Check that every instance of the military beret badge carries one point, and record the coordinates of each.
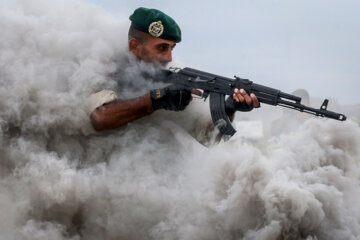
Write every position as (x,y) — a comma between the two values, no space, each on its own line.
(156,29)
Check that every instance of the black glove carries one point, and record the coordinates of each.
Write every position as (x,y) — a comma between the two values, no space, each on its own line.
(231,106)
(174,98)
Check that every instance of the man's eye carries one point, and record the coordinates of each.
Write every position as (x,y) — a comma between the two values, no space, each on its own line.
(162,47)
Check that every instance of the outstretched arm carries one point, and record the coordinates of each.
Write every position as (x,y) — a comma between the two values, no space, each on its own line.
(118,113)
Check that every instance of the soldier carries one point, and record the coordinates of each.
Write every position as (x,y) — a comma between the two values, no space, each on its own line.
(152,37)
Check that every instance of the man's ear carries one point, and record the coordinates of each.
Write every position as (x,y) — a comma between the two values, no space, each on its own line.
(134,46)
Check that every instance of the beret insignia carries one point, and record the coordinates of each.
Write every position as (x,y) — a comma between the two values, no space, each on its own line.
(156,29)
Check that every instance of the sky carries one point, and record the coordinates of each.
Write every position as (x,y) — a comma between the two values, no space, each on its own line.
(279,43)
(283,44)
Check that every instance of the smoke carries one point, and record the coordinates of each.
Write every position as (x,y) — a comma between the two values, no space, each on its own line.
(150,179)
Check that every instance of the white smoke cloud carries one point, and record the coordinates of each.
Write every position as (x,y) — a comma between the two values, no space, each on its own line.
(150,179)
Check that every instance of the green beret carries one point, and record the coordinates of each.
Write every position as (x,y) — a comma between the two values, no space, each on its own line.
(156,23)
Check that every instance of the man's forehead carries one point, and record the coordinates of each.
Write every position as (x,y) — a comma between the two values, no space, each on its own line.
(157,41)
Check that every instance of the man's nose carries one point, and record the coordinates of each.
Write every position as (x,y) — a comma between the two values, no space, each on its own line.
(168,55)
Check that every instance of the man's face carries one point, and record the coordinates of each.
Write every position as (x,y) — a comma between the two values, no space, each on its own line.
(153,50)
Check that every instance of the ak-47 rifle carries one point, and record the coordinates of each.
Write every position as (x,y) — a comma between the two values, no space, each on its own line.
(218,87)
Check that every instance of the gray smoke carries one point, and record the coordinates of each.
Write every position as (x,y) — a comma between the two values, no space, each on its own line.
(151,179)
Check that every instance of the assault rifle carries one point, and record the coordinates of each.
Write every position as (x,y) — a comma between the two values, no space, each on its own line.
(218,87)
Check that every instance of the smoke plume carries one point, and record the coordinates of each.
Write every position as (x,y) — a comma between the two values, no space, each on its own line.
(59,179)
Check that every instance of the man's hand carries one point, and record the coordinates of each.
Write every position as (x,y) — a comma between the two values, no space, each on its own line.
(174,98)
(241,101)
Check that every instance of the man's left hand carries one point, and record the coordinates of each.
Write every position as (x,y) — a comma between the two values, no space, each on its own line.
(241,101)
(242,97)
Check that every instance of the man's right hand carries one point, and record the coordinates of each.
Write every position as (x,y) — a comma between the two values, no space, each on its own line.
(173,98)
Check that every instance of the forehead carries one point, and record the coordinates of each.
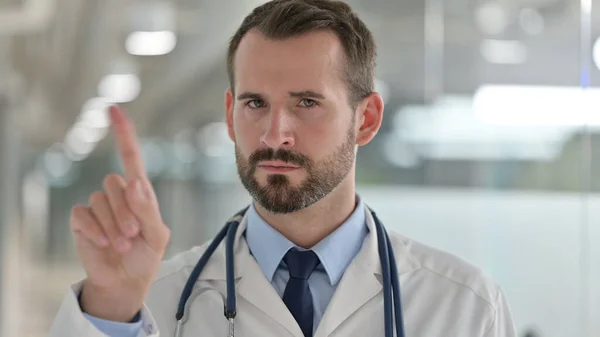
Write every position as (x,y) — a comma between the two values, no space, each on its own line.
(309,61)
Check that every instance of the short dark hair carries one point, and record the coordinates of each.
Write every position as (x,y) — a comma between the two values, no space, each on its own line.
(281,19)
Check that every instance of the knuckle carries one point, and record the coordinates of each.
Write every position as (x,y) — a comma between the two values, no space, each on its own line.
(97,198)
(112,180)
(77,213)
(122,213)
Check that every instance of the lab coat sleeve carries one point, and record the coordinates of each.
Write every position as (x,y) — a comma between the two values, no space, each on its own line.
(70,321)
(502,322)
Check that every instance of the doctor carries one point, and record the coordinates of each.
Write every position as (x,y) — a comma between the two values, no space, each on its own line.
(300,103)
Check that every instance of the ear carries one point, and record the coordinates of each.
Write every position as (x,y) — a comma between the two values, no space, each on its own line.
(229,101)
(369,116)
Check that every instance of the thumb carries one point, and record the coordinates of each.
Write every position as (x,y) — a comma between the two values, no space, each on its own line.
(141,199)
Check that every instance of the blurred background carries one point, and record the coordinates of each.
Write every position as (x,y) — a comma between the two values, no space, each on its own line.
(489,147)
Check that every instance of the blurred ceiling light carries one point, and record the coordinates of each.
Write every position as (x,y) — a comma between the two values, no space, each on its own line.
(94,113)
(537,105)
(120,88)
(183,146)
(77,145)
(596,53)
(503,51)
(586,6)
(531,21)
(56,164)
(491,18)
(154,157)
(214,140)
(151,43)
(451,131)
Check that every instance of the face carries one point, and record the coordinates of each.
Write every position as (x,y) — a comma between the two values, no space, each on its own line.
(295,133)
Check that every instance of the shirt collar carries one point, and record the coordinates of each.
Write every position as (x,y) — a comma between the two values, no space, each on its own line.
(335,252)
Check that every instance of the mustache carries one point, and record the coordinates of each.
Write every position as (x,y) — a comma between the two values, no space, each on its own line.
(284,155)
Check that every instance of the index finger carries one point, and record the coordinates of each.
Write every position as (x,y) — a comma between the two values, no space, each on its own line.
(127,144)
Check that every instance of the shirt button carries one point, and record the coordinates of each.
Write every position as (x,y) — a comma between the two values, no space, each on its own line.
(149,329)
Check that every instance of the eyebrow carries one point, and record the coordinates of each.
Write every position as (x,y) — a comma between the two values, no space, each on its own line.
(305,93)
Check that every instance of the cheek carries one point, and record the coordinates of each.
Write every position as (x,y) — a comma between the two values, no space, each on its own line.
(246,134)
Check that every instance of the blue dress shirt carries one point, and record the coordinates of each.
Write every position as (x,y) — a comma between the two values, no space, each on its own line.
(268,247)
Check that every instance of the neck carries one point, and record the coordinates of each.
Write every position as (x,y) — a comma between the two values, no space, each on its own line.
(307,227)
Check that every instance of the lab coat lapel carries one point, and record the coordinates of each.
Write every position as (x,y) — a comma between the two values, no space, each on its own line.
(256,289)
(361,281)
(358,285)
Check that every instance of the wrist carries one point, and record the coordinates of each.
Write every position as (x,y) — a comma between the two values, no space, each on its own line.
(111,305)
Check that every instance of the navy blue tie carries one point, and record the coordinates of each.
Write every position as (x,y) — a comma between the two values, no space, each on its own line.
(297,296)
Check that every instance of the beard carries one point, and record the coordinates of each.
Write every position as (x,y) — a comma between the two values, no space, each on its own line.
(278,195)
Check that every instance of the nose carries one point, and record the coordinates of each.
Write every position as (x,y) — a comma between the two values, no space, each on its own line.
(278,132)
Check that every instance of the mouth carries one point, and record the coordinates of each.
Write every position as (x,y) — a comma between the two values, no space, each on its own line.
(277,166)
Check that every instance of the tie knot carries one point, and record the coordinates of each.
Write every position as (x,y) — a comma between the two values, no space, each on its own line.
(301,263)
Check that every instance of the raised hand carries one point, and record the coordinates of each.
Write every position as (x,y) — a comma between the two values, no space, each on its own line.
(120,236)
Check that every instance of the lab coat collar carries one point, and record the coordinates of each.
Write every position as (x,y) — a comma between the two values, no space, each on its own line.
(369,255)
(362,279)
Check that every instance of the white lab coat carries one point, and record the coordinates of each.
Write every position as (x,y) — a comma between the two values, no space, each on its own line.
(441,296)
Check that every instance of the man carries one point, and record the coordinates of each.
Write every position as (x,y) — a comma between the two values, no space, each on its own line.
(300,103)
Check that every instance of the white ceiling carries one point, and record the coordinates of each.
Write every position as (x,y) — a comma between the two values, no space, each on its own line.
(60,61)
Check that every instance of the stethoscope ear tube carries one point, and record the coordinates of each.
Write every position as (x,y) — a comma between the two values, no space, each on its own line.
(384,257)
(230,308)
(189,285)
(400,332)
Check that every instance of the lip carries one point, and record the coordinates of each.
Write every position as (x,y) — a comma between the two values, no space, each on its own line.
(277,166)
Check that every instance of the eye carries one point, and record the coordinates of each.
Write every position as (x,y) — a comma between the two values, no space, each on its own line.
(308,103)
(255,104)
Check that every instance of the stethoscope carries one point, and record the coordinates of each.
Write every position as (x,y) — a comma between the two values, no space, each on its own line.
(391,284)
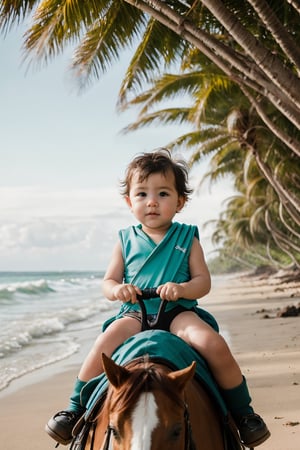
***
## 과제 내용
위 데이터에서 문자열 "collar"가 포함된 줄의 개수를 세어 숫자만 쓰시오.

## 작성 답안
2